Records for this exercise »
********
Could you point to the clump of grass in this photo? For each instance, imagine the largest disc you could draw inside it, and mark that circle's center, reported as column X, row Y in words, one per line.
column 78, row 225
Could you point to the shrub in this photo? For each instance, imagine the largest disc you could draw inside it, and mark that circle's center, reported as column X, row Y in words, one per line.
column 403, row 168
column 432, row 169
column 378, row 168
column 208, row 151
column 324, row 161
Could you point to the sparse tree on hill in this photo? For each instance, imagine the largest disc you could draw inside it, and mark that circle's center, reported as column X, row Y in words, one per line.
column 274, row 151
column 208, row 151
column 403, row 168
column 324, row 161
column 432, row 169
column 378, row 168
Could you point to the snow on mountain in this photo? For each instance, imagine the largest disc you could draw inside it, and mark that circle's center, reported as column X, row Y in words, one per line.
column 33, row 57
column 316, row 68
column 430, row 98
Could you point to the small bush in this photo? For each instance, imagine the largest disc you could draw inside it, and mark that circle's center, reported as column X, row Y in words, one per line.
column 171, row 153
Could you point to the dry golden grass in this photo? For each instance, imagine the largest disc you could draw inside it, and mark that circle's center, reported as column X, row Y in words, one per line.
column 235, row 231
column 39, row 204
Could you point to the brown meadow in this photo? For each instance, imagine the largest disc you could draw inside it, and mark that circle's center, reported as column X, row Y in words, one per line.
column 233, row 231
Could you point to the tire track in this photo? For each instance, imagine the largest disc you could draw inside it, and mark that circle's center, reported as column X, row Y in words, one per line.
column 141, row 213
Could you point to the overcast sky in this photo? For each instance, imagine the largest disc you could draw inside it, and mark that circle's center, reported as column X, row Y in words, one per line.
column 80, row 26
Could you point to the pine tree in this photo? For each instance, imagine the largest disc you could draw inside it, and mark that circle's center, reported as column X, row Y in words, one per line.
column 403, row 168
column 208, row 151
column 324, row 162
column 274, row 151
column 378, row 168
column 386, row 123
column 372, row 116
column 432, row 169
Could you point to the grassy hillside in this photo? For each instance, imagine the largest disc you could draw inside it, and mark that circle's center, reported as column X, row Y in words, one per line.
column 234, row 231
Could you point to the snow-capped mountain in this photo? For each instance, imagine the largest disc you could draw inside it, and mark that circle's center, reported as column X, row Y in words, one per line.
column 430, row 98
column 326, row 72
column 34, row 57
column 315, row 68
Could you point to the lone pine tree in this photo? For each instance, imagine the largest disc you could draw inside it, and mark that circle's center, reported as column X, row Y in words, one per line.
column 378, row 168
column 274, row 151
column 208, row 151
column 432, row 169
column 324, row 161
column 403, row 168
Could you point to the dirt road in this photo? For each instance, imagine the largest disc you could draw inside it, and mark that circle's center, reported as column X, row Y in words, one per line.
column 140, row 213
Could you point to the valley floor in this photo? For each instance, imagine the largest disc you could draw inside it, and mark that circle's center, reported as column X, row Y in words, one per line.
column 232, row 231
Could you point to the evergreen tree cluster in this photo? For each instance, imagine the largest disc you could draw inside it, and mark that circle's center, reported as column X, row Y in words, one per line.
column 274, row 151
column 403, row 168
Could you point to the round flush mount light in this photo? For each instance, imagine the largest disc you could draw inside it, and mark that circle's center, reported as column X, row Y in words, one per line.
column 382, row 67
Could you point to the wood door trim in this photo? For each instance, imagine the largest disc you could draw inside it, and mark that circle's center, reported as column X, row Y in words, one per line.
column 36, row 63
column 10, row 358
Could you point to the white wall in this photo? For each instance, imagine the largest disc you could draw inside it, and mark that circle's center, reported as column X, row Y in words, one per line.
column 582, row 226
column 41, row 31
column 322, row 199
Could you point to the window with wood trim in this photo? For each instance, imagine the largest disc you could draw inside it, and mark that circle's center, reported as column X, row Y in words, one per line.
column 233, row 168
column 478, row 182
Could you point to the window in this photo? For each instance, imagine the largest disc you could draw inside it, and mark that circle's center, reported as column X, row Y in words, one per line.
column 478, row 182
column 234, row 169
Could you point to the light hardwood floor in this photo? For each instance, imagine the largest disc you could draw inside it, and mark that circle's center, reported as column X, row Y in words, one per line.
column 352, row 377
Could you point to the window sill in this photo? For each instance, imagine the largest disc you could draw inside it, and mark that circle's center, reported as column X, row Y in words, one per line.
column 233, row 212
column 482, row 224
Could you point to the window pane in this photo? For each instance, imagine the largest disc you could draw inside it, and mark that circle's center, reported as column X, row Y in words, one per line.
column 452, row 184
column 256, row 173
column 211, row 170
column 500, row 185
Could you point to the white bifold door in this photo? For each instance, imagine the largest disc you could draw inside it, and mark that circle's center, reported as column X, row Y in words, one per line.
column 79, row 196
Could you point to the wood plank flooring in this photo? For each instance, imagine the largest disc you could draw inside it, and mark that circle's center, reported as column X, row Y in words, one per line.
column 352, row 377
********
Brief » Present all of the items above as a two-column CSV with the headers "query" and "points", one row per item. Put each item's text and its answer in their own quoted fields, with line breaks replaced by spaces.

The solution »
query,points
"Could you point to the clump of grass in this photo? For each instance, imagine the largest disc you could draw inside it, and mark that circle's center, reported as column X, row Y in words, one per line.","column 78, row 225"
"Could you point to the shrub in this photo? For each instance, imagine the largest disc you could draw inside it, and mark that circle's center, reported as column X, row Y in words, one per line.","column 403, row 168 column 432, row 169 column 378, row 168 column 208, row 151 column 324, row 161"
"Could you point to the sparse tree on hill in this photo? For each instance, imagine the largest disc you could draw inside it, and mark that circle's center, reported as column X, row Y in words, one per line.","column 274, row 151 column 208, row 151 column 403, row 168 column 324, row 161 column 432, row 169 column 378, row 168"
"Could you point to the snow on mountain in this photo? For each instance, imagine the largest disc you could draw inside it, and mark that circle's center, reported as column X, row Y in words, one per line.","column 33, row 57 column 316, row 68 column 430, row 98"
"Could you point to the small bush in this photo? For each instance, imagine the largest disc you could draw inside it, and mark that circle's center, reported as column X, row Y in words, one per line.","column 171, row 153"
"Could you point to the dry golden grass in this photo? For each instance, imagine the largest disc you could draw inside it, and mark that circle's center, reported as column X, row Y in words, one per line.","column 235, row 231 column 39, row 204"
"Could you point to the brown meadow in this photo? For each instance, imagine the largest disc you could draw inside it, and mark that circle's center, reported as column X, row Y in words, one per line.","column 233, row 231"
"Could you point to the tire track in this photo? For each instance, imagine the largest disc you could draw inside it, and mark that circle's center, reported as column X, row Y in words, one per line.","column 141, row 213"
"Could you point to the overcast sky in this photo? For each instance, imagine the largest disc you could draw inside it, and mark that circle's center, reported as column X, row Y in words, one per line.","column 80, row 26"
"Could you point to the pine tree in this photo? For each instance, imagine the largest disc you could draw inside it, and mark that circle's center, reported as column X, row Y in words, one per line.","column 403, row 168 column 208, row 151 column 324, row 162 column 274, row 151 column 378, row 168 column 386, row 123 column 372, row 116 column 432, row 169"
"Could you point to the grassy hillside in this photo? For each instance, imagine the largest disc you could draw inside it, and mark that circle's center, reported as column X, row Y in words, one per line.","column 234, row 231"
"Could you point to the snow-capped mountain in this photo? For each instance, imagine the largest disc you could draw inside it, and mark that circle's center, reported as column X, row Y in words, one per line.","column 430, row 98 column 326, row 72 column 34, row 57 column 315, row 68"
"Could you point to the lone pine tree in this photo? For each instance, imagine the largest disc you could draw inside it, and mark that circle's center, reported as column X, row Y in words, one per line.","column 378, row 168 column 274, row 151 column 208, row 151 column 432, row 169 column 324, row 161 column 403, row 168"
"Could you point to the dirt road in this photo? For each instance, imagine the largest disc you could draw inside it, and mark that circle's center, reported as column X, row Y in words, one per line.","column 140, row 213"
"Could you point to the valley floor in this photo? For each instance, imagine the largest disc you could draw inside it, and mark that circle's center, reported as column X, row Y in words, one per line.","column 232, row 231"
"Could you point to the evergreen tree cluster in this photo? For each instance, imagine the largest disc you could draw inside it, and mark that circle's center, reported as column X, row Y in words, one per line.","column 274, row 151 column 403, row 168"
"Could you point to the round flush mount light in this photo? For each instance, imagine the largest disc you could draw inside it, and mark that circle's center, reported as column X, row Y in words, one per line.","column 382, row 67"
"Could you point to the wood door trim in this photo? For each instance, imagine the largest disc you could draw inside it, and mark that circle's center, reported as column X, row Y in words, one per line.","column 36, row 63 column 10, row 358"
"Could you point to the white wall in this photo? For each instance, imagine the largest disc you could draw inside it, and mark that circle's center, reported as column X, row Y in words, one per line.","column 582, row 226 column 41, row 31 column 322, row 199"
"Could you point to the window with wood trim in this photo? For each instance, imagine the largest disc you could draw inside it, and mark that circle's center, reported as column X, row Y in words, one per line.","column 233, row 168 column 478, row 182"
"Could you point to the window in this photo? For each instance, imagine the largest disc you could draw inside it, and mark that circle's center, reported as column X, row Y in words, one per line.","column 478, row 182 column 234, row 169"
"Could you point to the light hardwood floor in this photo? For each instance, imagine the largest disc you could draw inside it, and mark that circle's center, reported as column X, row Y in words, one per line.","column 352, row 377"
"Could you point to the window sill in this photo? For each instance, imagine the largest disc you could draw inside it, and mark that circle's center, reported as column X, row Y in words, one per line.","column 233, row 212 column 482, row 224"
"Could you point to the window pane in this photo? For each instance, imagine the largest disc you could draw inside it, and mark that circle's center, reported as column X, row Y in words, one per line.","column 452, row 184 column 256, row 173 column 211, row 170 column 500, row 185"
"Could you point to the white bifold door in this photo? For each instance, imagine the largest disc you could draw inside it, and mark that circle's center, reported as column X, row Y in words, one per line.","column 79, row 196"
"Could you point to the wood plank flooring in this photo? For each instance, imagine the largest disc you could draw inside it, and mark that circle's center, reported as column X, row Y in words, one per line.","column 352, row 377"